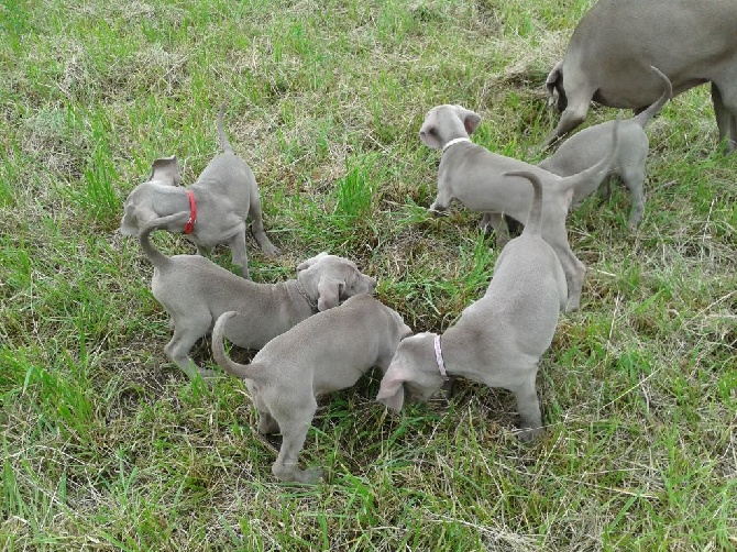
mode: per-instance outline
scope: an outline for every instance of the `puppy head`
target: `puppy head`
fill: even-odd
[[[420,140],[428,147],[442,150],[450,140],[473,134],[480,123],[480,114],[461,106],[438,106],[426,115]]]
[[[399,343],[376,395],[376,400],[397,412],[407,400],[425,402],[442,385],[432,342],[435,333],[418,333]]]
[[[146,223],[158,218],[151,205],[151,194],[146,189],[148,183],[136,186],[125,199],[123,218],[120,221],[120,233],[123,235],[139,235],[139,231]]]
[[[317,300],[319,311],[354,295],[371,295],[376,288],[376,280],[362,274],[353,262],[324,252],[297,266],[297,280]]]
[[[179,186],[182,183],[182,173],[179,162],[176,155],[170,157],[161,157],[151,164],[151,175],[148,181],[157,181],[168,186]]]
[[[123,235],[139,235],[139,230],[158,214],[151,205],[152,184],[165,186],[178,186],[182,181],[179,174],[179,162],[176,156],[162,157],[151,164],[148,180],[136,186],[128,195],[123,207],[123,219],[120,221],[120,233]]]

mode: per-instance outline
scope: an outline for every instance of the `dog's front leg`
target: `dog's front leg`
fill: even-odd
[[[453,196],[446,186],[438,186],[438,196],[435,198],[435,201],[428,209],[430,214],[438,217],[443,214],[443,211],[450,207],[450,202],[453,200]]]
[[[282,449],[272,473],[284,482],[319,483],[322,478],[321,470],[299,470],[297,465],[299,453],[305,445],[307,431],[317,410],[317,401],[311,398],[309,405],[298,410],[292,410],[285,417],[274,412],[274,417],[282,428]]]
[[[230,254],[234,265],[241,268],[241,276],[245,279],[251,279],[249,273],[249,256],[245,253],[245,229],[235,232],[228,242],[230,246]]]
[[[517,411],[520,418],[519,439],[531,441],[543,432],[540,401],[535,390],[535,375],[519,387],[512,389],[517,399]]]

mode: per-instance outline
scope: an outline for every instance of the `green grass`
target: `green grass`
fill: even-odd
[[[570,216],[583,308],[541,362],[548,432],[529,446],[504,390],[460,383],[396,416],[374,374],[320,400],[301,460],[327,482],[277,483],[243,385],[166,360],[151,265],[117,233],[155,157],[195,180],[226,100],[283,251],[250,240],[253,278],[345,255],[415,330],[442,331],[498,251],[477,214],[426,214],[422,118],[462,103],[483,117],[475,142],[539,159],[544,76],[590,3],[1,3],[0,548],[737,547],[737,157],[716,153],[706,87],[648,126],[637,234],[622,189]],[[193,354],[211,365],[207,342]]]

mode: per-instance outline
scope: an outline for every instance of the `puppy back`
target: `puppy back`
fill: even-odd
[[[527,217],[522,234],[540,235],[540,221],[542,219],[542,183],[538,176],[530,170],[509,170],[508,173],[504,173],[504,176],[519,176],[521,178],[527,178],[532,184],[532,205],[530,206],[530,212]]]

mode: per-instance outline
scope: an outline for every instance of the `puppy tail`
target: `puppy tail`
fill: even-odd
[[[532,196],[530,213],[527,217],[527,222],[525,223],[525,230],[522,230],[522,234],[540,235],[540,220],[542,219],[542,183],[535,173],[529,170],[510,170],[508,173],[504,173],[504,176],[521,176],[522,178],[527,178],[532,184],[535,194]]]
[[[566,176],[565,178],[562,178],[560,181],[560,185],[562,185],[562,190],[570,190],[571,191],[571,197],[573,197],[573,190],[583,185],[584,183],[594,183],[596,184],[596,187],[598,187],[600,184],[602,184],[602,180],[606,177],[606,175],[609,174],[609,169],[612,168],[612,163],[614,162],[616,155],[617,155],[617,150],[619,148],[619,124],[622,122],[622,117],[617,115],[617,120],[614,122],[614,126],[612,126],[612,147],[607,152],[607,154],[604,156],[602,161],[598,163],[592,165],[591,167],[582,170],[581,173],[576,173],[575,175]]]
[[[189,211],[182,211],[167,217],[161,217],[154,219],[150,222],[146,222],[141,230],[139,231],[139,241],[141,242],[141,249],[151,261],[151,264],[156,268],[162,269],[166,267],[169,263],[169,257],[164,255],[161,251],[154,247],[154,244],[151,243],[151,232],[158,230],[160,228],[166,228],[173,222],[177,223],[179,227],[184,223],[189,217]]]
[[[223,334],[226,333],[226,324],[228,321],[237,317],[238,312],[234,310],[230,310],[228,312],[223,312],[218,317],[218,320],[215,323],[215,328],[212,329],[212,357],[215,358],[215,362],[218,363],[218,366],[220,366],[222,369],[228,372],[229,374],[240,377],[241,379],[252,379],[250,377],[250,366],[246,364],[239,364],[237,362],[233,362],[230,356],[228,356],[228,353],[226,353],[226,345],[223,343]]]
[[[673,85],[671,85],[670,79],[658,69],[658,67],[651,65],[650,68],[660,77],[660,80],[663,82],[663,93],[658,98],[658,100],[651,104],[649,108],[647,108],[645,111],[641,113],[632,117],[632,119],[645,129],[645,125],[648,124],[650,119],[656,117],[660,110],[663,108],[666,103],[668,103],[668,100],[671,99],[673,96]]]
[[[218,114],[218,136],[220,136],[220,146],[226,153],[233,153],[233,148],[228,142],[228,136],[226,136],[226,128],[222,125],[222,118],[226,117],[226,102],[222,102],[220,106],[220,113]]]

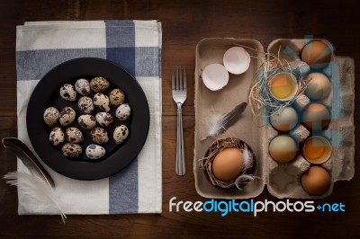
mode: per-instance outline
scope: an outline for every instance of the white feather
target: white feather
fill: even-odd
[[[5,174],[4,179],[6,180],[7,183],[17,186],[29,199],[53,207],[65,223],[67,216],[61,209],[54,190],[41,178],[35,174],[31,175],[22,172],[13,172]]]

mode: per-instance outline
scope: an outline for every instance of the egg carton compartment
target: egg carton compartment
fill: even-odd
[[[323,40],[330,45],[328,41]],[[270,43],[267,52],[277,55],[281,46],[280,57],[292,61],[301,54],[308,40],[280,39]],[[222,57],[227,49],[239,44],[246,48],[251,58],[250,66],[241,75],[230,75],[228,85],[217,92],[205,87],[202,80],[202,72],[212,63],[222,64]],[[251,50],[250,49],[256,49]],[[313,196],[307,193],[302,184],[301,177],[311,165],[302,155],[301,149],[297,156],[287,164],[279,164],[271,158],[268,151],[270,139],[277,135],[288,134],[299,144],[311,136],[302,124],[291,132],[284,133],[275,130],[264,118],[255,118],[248,105],[240,120],[227,131],[215,137],[207,137],[207,128],[210,119],[214,113],[224,114],[231,111],[234,106],[248,102],[250,88],[256,80],[260,62],[256,58],[263,57],[263,46],[254,40],[241,39],[203,39],[196,46],[195,66],[195,132],[194,132],[194,173],[197,192],[211,199],[248,199],[259,195],[265,185],[269,192],[276,198],[294,199],[321,199],[331,194],[334,182],[339,180],[350,180],[354,176],[354,61],[350,58],[333,55],[331,63],[325,68],[317,69],[323,72],[330,80],[332,91],[321,103],[330,111],[332,119],[328,128],[321,132],[321,136],[338,146],[332,148],[330,158],[320,164],[331,176],[331,185],[328,190],[321,196]],[[337,76],[338,81],[333,81]],[[335,85],[335,86],[334,86]],[[336,91],[338,89],[338,91]],[[341,89],[341,92],[338,91]],[[334,98],[335,97],[335,98]],[[337,98],[339,97],[339,98]],[[292,106],[298,112],[310,102],[306,95],[296,101]],[[338,111],[338,110],[342,111]],[[245,141],[255,152],[256,158],[256,179],[248,184],[242,190],[221,190],[216,189],[206,180],[199,159],[202,158],[211,144],[218,137],[238,137]],[[341,144],[340,144],[341,143]]]
[[[284,199],[288,198],[289,195],[295,197],[302,193],[302,191],[299,192],[299,188],[302,187],[300,178],[310,165],[302,155],[298,155],[295,159],[287,164],[279,164],[271,156],[268,160],[269,164],[272,165],[268,168],[269,180],[267,181],[267,189],[271,194]]]

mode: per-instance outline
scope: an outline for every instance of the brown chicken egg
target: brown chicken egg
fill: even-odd
[[[302,124],[309,130],[322,130],[330,123],[330,113],[320,103],[308,104],[302,112]]]
[[[235,179],[241,173],[243,155],[238,148],[226,148],[220,152],[212,162],[212,173],[221,181]]]
[[[311,166],[302,175],[302,185],[310,195],[323,195],[331,186],[331,177],[323,167]]]
[[[321,40],[313,40],[306,44],[302,50],[302,60],[311,66],[320,66],[331,61],[329,46]]]
[[[331,84],[328,78],[321,73],[309,74],[304,81],[307,83],[305,95],[311,102],[325,99],[331,92]]]

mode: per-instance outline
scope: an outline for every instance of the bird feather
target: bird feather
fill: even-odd
[[[67,216],[62,210],[57,195],[42,178],[38,174],[29,174],[23,172],[12,172],[4,176],[10,185],[18,187],[23,195],[37,202],[52,207],[60,216],[65,223]]]
[[[214,113],[210,120],[207,135],[202,140],[206,139],[208,137],[216,137],[228,130],[230,126],[238,120],[247,106],[247,102],[242,102],[224,115]]]

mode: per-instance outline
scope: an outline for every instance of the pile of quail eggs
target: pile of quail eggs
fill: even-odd
[[[92,160],[105,155],[106,150],[101,145],[110,140],[110,126],[118,124],[112,132],[116,144],[122,144],[128,137],[129,128],[124,121],[130,115],[130,107],[124,103],[125,95],[121,89],[109,88],[110,83],[101,76],[94,77],[90,82],[78,79],[74,85],[65,84],[59,89],[60,96],[68,102],[77,101],[80,115],[77,117],[76,111],[69,106],[60,111],[55,107],[45,110],[44,121],[52,128],[50,142],[61,148],[64,156],[75,158],[83,154],[83,148],[79,145],[85,138],[82,130],[88,130],[92,138],[93,143],[85,150],[86,157]],[[109,93],[106,94],[105,92]],[[110,113],[112,107],[116,108],[115,117],[118,120]],[[80,128],[73,124],[76,117]]]

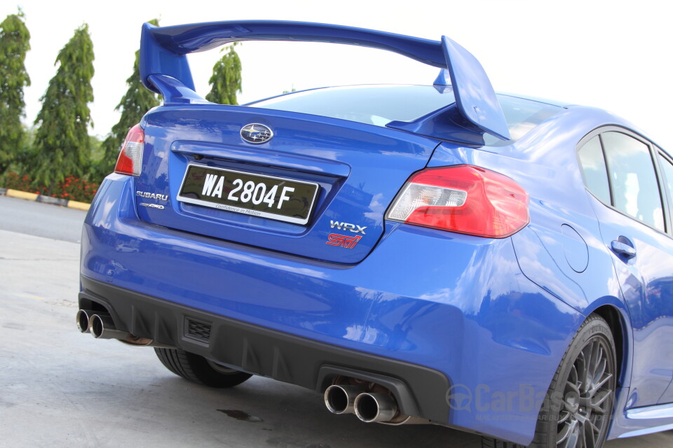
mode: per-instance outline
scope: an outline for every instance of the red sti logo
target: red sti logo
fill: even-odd
[[[330,233],[329,236],[327,237],[327,241],[326,241],[325,244],[329,244],[330,246],[341,246],[347,249],[352,249],[355,246],[355,244],[358,244],[360,238],[362,238],[360,236],[346,237],[346,235],[340,235],[336,233]]]

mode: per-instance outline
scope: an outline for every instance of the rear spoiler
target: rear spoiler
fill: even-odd
[[[504,140],[510,139],[505,115],[481,64],[446,36],[441,41],[430,41],[363,28],[278,20],[210,22],[172,27],[145,23],[140,39],[141,80],[150,90],[163,95],[166,104],[196,99],[198,96],[192,93],[194,83],[186,55],[238,41],[357,45],[392,51],[446,69],[461,115],[482,132]]]

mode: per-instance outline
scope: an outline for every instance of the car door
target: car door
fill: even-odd
[[[578,154],[631,315],[630,405],[671,401],[667,389],[673,377],[673,238],[668,194],[649,142],[621,128],[601,131],[585,137]]]
[[[661,168],[664,191],[668,195],[669,209],[673,209],[673,159],[669,158],[662,152],[658,154],[659,166]],[[673,221],[673,219],[672,219]],[[673,224],[673,222],[672,222]],[[662,293],[668,298],[666,306],[666,314],[673,315],[673,274],[663,279],[660,283],[659,288]],[[671,343],[673,343],[672,342]],[[673,402],[673,378],[659,400],[660,403]]]

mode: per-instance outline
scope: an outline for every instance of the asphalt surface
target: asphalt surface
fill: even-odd
[[[86,212],[0,196],[0,229],[79,243]]]
[[[332,415],[315,392],[266,378],[200,386],[165,370],[151,349],[80,334],[72,241],[84,214],[0,197],[0,447],[480,446],[442,427]],[[671,446],[671,431],[606,444]]]

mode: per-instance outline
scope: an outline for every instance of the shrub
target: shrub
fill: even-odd
[[[6,188],[88,203],[91,202],[98,190],[97,183],[71,175],[66,177],[63,181],[57,183],[54,191],[49,192],[46,187],[36,186],[35,183],[27,174],[21,176],[15,172],[5,172],[0,177],[0,186]]]

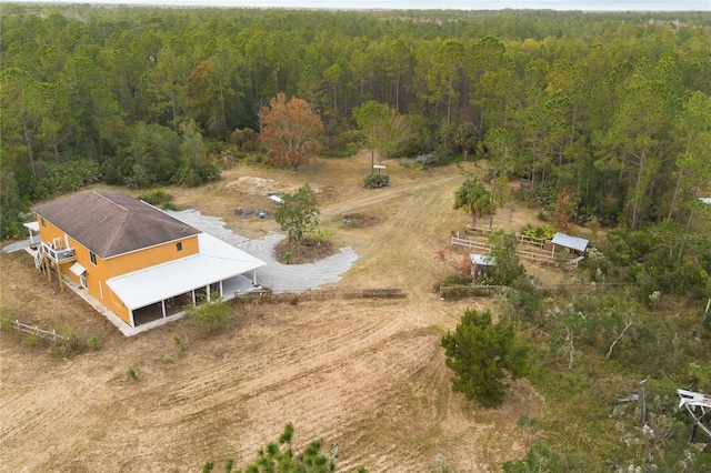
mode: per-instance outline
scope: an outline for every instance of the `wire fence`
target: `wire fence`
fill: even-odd
[[[52,342],[56,342],[56,343],[58,342],[63,343],[66,341],[66,339],[62,335],[58,334],[54,329],[52,330],[40,329],[39,326],[36,326],[36,325],[28,325],[26,323],[22,323],[17,319],[10,322],[10,328],[17,331],[18,333],[29,333],[46,340],[51,340]]]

════════════════

## Work instructions
Count the lines in the entries above that contain the word "green". Give only the number.

## Output of the task
2